■ EXERCISE AIM: Copy out the records below verbatim from the line containing "Wildlife-tally tagging: find every instance of the dog's head" through the end of the records, and leave the pictures out.

■ GIVEN DATA:

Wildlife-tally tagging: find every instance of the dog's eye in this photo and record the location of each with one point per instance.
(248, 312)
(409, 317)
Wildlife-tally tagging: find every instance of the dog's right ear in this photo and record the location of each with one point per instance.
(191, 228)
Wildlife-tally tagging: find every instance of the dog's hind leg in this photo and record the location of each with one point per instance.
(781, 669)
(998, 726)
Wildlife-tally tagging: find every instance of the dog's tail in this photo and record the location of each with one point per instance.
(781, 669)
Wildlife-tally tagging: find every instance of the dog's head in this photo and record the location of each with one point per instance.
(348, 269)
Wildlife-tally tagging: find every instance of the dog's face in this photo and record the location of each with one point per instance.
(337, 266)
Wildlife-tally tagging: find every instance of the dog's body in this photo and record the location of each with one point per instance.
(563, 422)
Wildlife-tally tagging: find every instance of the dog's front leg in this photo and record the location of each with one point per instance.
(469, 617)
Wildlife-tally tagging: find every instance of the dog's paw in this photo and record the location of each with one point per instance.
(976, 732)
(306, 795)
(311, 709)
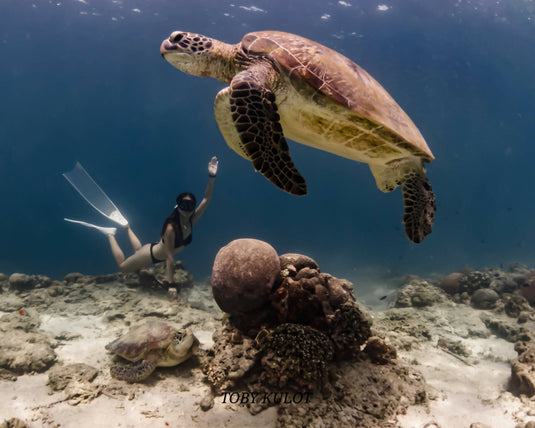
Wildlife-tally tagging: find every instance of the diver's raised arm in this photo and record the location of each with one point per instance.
(212, 172)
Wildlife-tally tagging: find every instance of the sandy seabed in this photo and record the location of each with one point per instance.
(75, 318)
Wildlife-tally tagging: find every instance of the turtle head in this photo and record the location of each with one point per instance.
(191, 53)
(184, 343)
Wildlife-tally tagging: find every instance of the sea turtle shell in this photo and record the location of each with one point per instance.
(312, 68)
(140, 340)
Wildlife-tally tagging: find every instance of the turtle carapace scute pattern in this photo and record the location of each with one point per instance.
(282, 85)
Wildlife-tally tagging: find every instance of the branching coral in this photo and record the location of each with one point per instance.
(294, 356)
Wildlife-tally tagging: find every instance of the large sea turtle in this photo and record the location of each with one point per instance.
(150, 345)
(283, 85)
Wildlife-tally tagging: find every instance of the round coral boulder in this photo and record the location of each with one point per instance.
(243, 275)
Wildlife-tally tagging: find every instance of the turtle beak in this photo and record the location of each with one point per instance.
(167, 47)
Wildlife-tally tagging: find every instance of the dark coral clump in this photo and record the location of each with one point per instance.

■ SOLVED EXERCISE:
Wildlife-tally tagging: find every instance of the dog's head in this photo and record the location of each with one point per instance.
(348, 269)
Wildlife-tally tagging: find every instance of the dog's face in this photo and record the location of each with one point per instance.
(337, 266)
Wildlife-tally tagging: find every instance of the dog's body in this photo and record the location of each with one point per instance.
(563, 422)
Wildlife-tally tagging: find every instance of the dog's front leg in this photo and record the location of each with one point per instance.
(469, 617)
Wildlife-tally tagging: find every instance of the dog's paw in this photo and record the location of each with one point per instance.
(976, 732)
(306, 795)
(311, 709)
Wildlife-tally tagging: find every instance of the diver's raised arm in this photo and record the location of each with one point per instance.
(212, 172)
Wildlife-tally tagging: find every instance of the sandy seabed in this photo and record the location of each with one point per instance.
(75, 318)
Wildlife-tally tagging: find every instance of the turtle head in this photo and record the location of each with one point per instance.
(191, 53)
(184, 343)
Wildlife-tally tagging: find every instance of the sea turtle shell in this photo and record the location of each with one point per instance.
(312, 68)
(140, 340)
Wildlife-tally tagging: find every instance of the turtle carapace scute pattern in this photo and record the location of each with one point per instance.
(282, 85)
Wildlife-tally tagging: find every instance of the branching coral in this photo and record the location of each with one point per instance.
(294, 356)
Wildlife-tally tagging: find every instance of the large sea turtle in this photo and record the location of each with one point per instance.
(150, 345)
(283, 85)
Wildlife-tally tagging: find every instance of the round coral boulder in this photo and record the location of each with one point per instance.
(243, 275)
Wildlife-tally tagging: find every instance of the turtle beak in this photo and record the location of each with one point per instance.
(167, 47)
Wildlife-tally tagging: find every instance of the dark coral clump in this photo and record the location of each with one point per instance.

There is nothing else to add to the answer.